Ese 28 de agosto -en los terribles años 70- sumaban
ya casi 500 las personas que en las batidas represivas del Ejército
y la policía habían sido apresadas y jamás consignadas
ante tribunal alguno. En secreto, con el propósito de eludir a los
espías que Gobernación enviaba para seguir los pasos de la
incipiente organización, las familias de los desaparecidos acordaron
emprender una huelga de hambre para exigir la presentación de sus
seres queridos. Optaron por hacerlo en la catedral, a un costado del Zócalo,
el espacio que en 1968 el presidente Gustavo Díaz Ordaz prohibió
para las manifestaciones sociales.
"Habían pasado ya 10 años del 68; ningún
movimiento popular pisaba ese sitio desde entonces. Nosotras entendimos
que era clave que rompiéramos ese cerco mental que nos hacía
pensar en nuestro Zócalo como algo intocable", recuerda Rosario
Ibarra de Piedra, dirigente del Comité Eureka.

## SOLICITUD ESCRITA
Enumera, en el orden en que aparecen, todas las cifras escritas con dígitos en el fragmento sobre la huelga de hambre.

## DATOS
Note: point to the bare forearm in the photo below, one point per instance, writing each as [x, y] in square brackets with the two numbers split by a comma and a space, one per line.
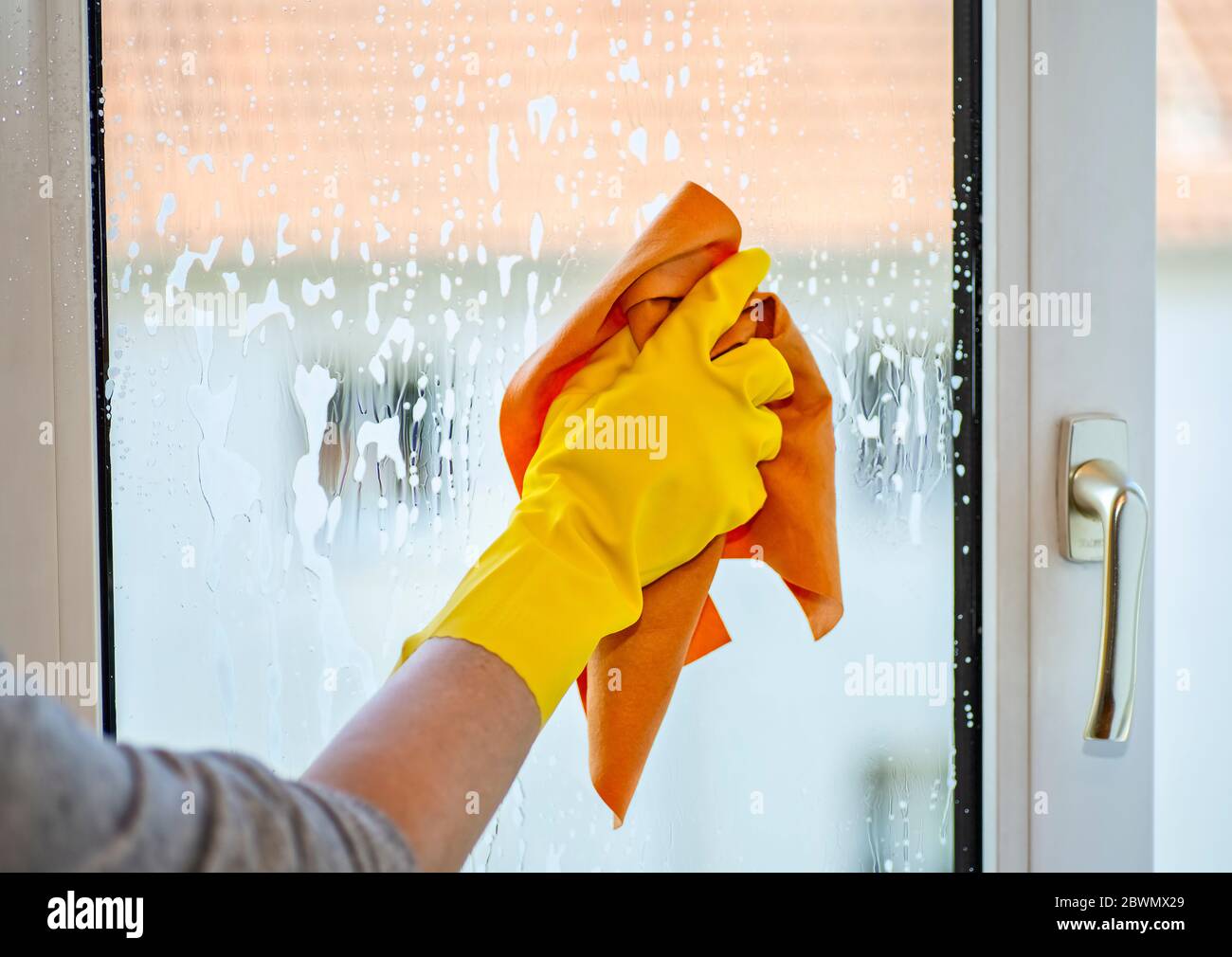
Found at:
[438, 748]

## RESULTADO
28, 70, 500, 1968, 10, 68